TEXTE À LIRE>
────────

La Charte québécoise foulée aux pieds… dans l’indifférence totale

Il y a beaucoup à dire sur le projet de loi 96 déposé cette semaine par le ministre Simon Jolin-Barrette. Celui-ci comporte des gestes à la portée symbolique certaine. D’autres auront sans doute un effet favorable sur la préservation de la langue française, un objectif que tous partagent au Québec. Cependant, l’approche généralement modérée adoptée par le gouvernement Legault est noyée par un recours abusif à la clause dérogatoire des chartes canadienne et québécoise des droits et libertés.

La charte canadienne étant illégitime aux yeux de plusieurs Québécois, je ne m’attarderai ici qu’à l’article affirmant que les dispositions de la loi s’appliqueront « malgré les articles 1 à 38 de la Charte des droits et libertés de la personne », la Charte québécoise.

Faisons une pause ici pour rappeler que cette Charte a été adoptée à l’unanimité par l’Assemblée nationale en 1975. À l’occasion, le ministre de la Justice, le libéral Jérôme Choquette, déclara : « La Charte permettra de définir avec précision un idéal de justice qui fera, j’en suis sûr, l’unité du Québec autour de valeurs démocratiques que nous voulons garantir contre toute violation. » Le député péquiste et constitutionnaliste Jacques-Yvan Morin renchérit : « Son adoption marque une étape importante sur le chemin qui mène à un plus grand respect des droits de la personne au Québec. »

Nous ne sommes donc pas ici devant une charte « enfoncée dans la gorge » des Québécois. La Charte des droits et libertés de la personne a longtemps été un objet de fierté au Québec. Ce n’est apparemment plus le cas. J’en veux pour preuve l’indifférence complète suscitée par la neutralisation, d’abord par le projet de loi 21, maintenant par le nouveau projet de loi 96, de la plupart des droits protégés par la Charte.

Je ne conteste pas le droit d’un gouvernement d’avoir recours à une telle clause. Je déplore le choix du gouvernement Legault de nier toute une série de droits fondamentaux qui n’ont rien à voir avec l’objet des deux lois en question.

────────

DONNÉES ENREGISTRÉES>
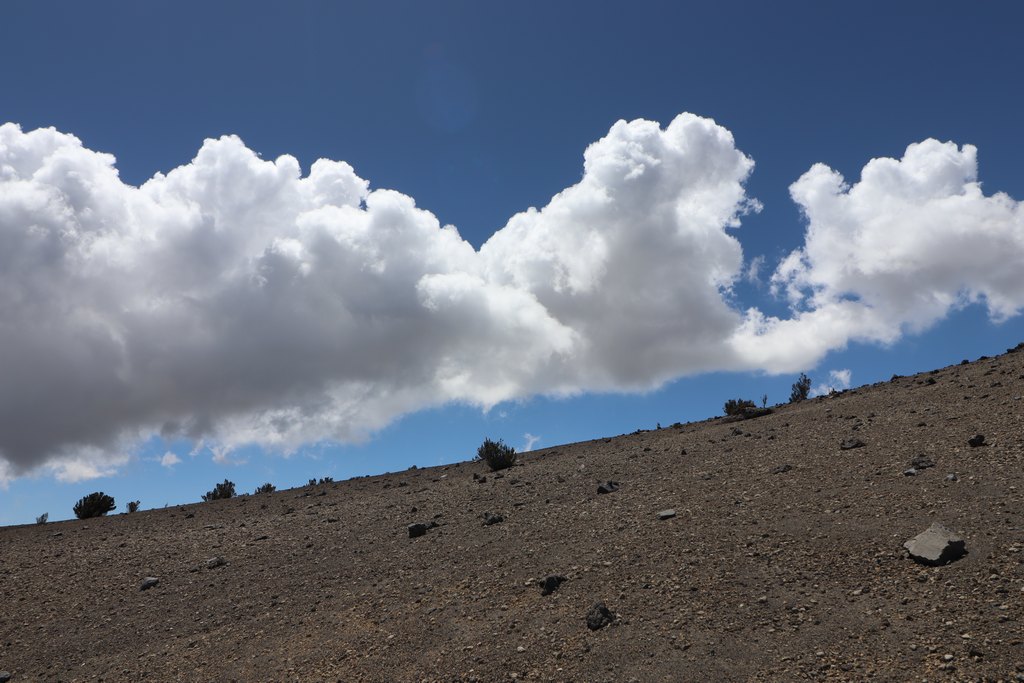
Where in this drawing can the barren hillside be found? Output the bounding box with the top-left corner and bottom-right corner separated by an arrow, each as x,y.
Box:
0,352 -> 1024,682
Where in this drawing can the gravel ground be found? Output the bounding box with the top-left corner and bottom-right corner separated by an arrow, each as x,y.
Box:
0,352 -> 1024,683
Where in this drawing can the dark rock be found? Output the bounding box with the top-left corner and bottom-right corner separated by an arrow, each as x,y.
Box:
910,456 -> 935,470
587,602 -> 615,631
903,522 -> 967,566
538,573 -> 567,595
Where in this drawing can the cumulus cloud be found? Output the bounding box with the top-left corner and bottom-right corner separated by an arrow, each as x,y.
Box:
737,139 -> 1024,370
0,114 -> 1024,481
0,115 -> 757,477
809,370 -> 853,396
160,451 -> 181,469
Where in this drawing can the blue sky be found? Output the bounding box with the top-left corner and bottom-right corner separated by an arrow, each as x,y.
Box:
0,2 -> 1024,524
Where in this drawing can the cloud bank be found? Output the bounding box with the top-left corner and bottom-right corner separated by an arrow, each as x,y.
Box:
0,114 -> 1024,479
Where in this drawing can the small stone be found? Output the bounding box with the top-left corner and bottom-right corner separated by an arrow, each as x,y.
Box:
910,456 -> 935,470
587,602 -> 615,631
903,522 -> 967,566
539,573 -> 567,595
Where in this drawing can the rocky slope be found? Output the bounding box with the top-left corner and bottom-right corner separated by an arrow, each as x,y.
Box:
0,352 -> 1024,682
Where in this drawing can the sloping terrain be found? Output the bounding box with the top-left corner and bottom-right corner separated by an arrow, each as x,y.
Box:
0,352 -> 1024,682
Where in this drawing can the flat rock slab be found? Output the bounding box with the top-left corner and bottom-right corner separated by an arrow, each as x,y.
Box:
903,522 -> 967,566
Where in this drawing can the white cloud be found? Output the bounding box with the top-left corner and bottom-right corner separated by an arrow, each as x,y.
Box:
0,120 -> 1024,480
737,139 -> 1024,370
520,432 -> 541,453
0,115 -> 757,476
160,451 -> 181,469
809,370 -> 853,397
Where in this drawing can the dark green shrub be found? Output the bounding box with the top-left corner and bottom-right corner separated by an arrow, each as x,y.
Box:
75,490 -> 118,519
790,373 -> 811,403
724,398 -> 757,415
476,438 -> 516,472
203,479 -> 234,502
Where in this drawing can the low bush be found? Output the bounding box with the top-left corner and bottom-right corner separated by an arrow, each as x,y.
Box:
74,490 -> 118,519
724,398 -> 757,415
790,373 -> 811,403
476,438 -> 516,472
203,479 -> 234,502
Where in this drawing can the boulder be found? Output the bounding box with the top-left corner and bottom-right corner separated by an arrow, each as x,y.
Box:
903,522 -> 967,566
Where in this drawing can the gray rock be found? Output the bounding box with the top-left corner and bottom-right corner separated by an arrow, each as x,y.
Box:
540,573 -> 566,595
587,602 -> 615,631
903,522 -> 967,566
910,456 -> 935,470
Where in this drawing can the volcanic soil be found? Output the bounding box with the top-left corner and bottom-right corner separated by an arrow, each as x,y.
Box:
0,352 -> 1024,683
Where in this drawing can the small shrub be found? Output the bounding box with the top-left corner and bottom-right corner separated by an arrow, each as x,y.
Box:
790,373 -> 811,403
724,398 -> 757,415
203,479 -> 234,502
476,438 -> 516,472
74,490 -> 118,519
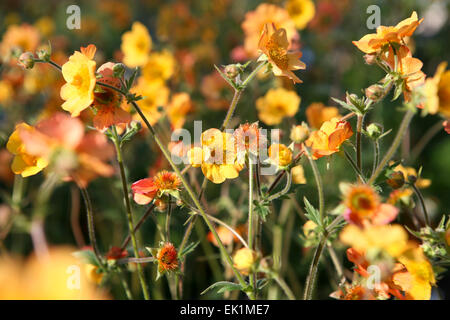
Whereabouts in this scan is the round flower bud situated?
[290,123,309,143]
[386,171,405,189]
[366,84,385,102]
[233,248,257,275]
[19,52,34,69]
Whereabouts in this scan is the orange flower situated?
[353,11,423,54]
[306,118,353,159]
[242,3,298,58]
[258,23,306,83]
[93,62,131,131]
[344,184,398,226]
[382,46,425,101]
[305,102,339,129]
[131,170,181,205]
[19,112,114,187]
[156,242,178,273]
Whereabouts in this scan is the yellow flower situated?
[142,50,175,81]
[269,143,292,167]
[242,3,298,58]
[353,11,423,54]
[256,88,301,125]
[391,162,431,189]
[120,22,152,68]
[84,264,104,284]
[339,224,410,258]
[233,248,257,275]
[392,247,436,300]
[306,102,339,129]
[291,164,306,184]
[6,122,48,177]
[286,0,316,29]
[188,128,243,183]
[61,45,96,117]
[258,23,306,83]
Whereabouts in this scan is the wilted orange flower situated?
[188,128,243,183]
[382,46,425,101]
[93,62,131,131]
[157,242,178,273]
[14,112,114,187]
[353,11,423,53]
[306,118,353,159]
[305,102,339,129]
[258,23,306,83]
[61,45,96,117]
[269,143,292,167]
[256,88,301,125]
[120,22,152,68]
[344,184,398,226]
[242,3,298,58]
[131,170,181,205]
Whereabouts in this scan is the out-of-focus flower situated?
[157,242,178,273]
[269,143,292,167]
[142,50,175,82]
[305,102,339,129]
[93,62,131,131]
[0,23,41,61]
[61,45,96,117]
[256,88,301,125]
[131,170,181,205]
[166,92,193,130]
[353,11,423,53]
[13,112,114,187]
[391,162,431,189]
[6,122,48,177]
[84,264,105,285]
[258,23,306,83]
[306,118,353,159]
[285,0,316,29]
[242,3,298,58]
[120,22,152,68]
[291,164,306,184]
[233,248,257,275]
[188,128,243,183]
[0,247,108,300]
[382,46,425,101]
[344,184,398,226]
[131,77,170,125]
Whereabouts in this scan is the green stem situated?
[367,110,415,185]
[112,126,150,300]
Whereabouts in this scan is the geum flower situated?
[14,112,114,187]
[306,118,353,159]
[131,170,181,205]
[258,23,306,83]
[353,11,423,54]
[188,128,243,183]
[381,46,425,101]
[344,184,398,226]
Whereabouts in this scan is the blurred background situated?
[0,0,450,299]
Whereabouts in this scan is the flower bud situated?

────────

PROBLÈMES À RÉSOUDRE>
1) D'après le texte à lire, en quelle année l'Assemblée nationale a-t-elle adopté la Charte québécoise ?
2) Dans le texte à lire, reprenez le passage allant de « Je ne conteste » jusqu'à « lois en question. », en remplaçant « droits fondamentaux » par « libertés fondamentales ».

CORRIGÉ DES ACTIVITÉS>
1) En 1975.

2)
Je ne conteste pas le droit d’un gouvernement d’avoir recours à une telle clause. Je déplore le choix du gouvernement Legault de nier toute une série de libertés fondamentales qui n’ont rien à voir avec l’objet des deux lois en question.